### DATASET CONTENT
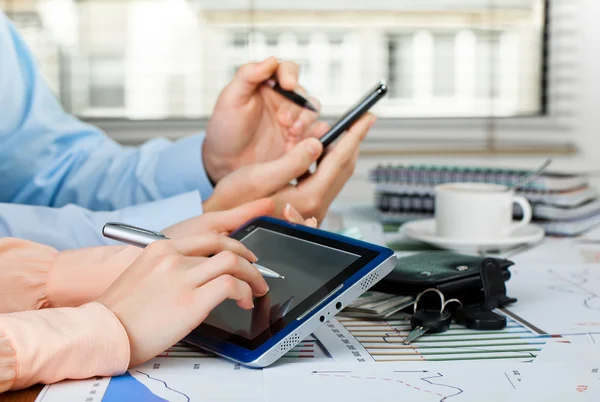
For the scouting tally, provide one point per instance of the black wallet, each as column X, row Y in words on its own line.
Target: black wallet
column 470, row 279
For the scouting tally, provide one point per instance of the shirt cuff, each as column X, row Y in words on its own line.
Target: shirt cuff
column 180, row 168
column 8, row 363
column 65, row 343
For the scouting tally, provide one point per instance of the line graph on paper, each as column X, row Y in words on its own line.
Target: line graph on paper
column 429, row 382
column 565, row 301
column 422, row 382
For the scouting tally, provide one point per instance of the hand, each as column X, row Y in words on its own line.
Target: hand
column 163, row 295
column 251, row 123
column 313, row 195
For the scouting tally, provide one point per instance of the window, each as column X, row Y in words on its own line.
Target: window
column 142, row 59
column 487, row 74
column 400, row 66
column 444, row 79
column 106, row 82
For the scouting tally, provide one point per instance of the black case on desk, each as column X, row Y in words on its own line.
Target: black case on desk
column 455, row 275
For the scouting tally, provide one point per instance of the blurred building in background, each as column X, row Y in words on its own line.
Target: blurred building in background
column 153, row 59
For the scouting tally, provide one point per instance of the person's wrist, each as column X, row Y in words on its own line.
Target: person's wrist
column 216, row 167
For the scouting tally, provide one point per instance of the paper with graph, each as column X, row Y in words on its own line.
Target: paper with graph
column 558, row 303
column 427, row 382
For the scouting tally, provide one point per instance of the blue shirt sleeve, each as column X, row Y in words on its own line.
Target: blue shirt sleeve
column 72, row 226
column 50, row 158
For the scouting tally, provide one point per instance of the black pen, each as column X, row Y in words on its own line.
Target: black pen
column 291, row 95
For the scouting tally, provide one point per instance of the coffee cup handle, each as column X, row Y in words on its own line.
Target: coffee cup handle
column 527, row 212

### WHAT IS BEING ASKED
Copy all of the material above line for line, leaving out the pictures.

### ANSWER TO THIS PROBLEM
For the scouting tally, provide one point per instance of the black wallet, each as column X, row Y in words on its own line.
Target: black wallet
column 470, row 279
For the scouting tally, provide one point per instance of the shirt cuff, each as column X, row Y in words on its own line.
Target: shirt cuff
column 180, row 168
column 8, row 363
column 65, row 343
For the scouting tally, provide one point per instance of the line graph on paper, each as column X, row Y in words on its own line.
Target: line graph on paper
column 429, row 382
column 565, row 301
column 422, row 382
For the scouting tally, provide one point per instance of the hand, each as column X, row Y in words on its own line.
Target: hand
column 163, row 295
column 251, row 123
column 313, row 195
For the scouting tally, provide one point per instance of the window, each as column X, row Y in words on its own line.
Target: window
column 142, row 59
column 487, row 74
column 400, row 66
column 444, row 79
column 106, row 82
For the scouting tally, provide one point per instance of the black case on desk, each as column X, row Y in words on its own line.
Target: black case on desk
column 455, row 275
For the scouting tally, provide one point per instance of the blurred building in background, each as column X, row Y in words on its own line.
Target: blurred building in background
column 153, row 59
For the scouting tally, provide one point per instance of the person's wrist, each as column X, row Y in words on its own line.
Target: person's wrist
column 216, row 167
For the scouting tally, provide one point per instance of the paper with graph, each as column X, row Y in words on its own line.
Target: paper with graph
column 558, row 303
column 427, row 382
For the scouting tally, provide one point per instance of the blue shirt sleeve, each as column X, row Y in words on its own line.
Target: blue shirt sleeve
column 72, row 226
column 50, row 158
For the scouting tally, provide one point per instance of the black pen, each as column X, row Y in words on its own line.
Target: black pen
column 291, row 95
For the scouting tally, provide one point per instance of the coffee cup handle, each as column X, row Y in words on its own line.
Target: coffee cup handle
column 527, row 212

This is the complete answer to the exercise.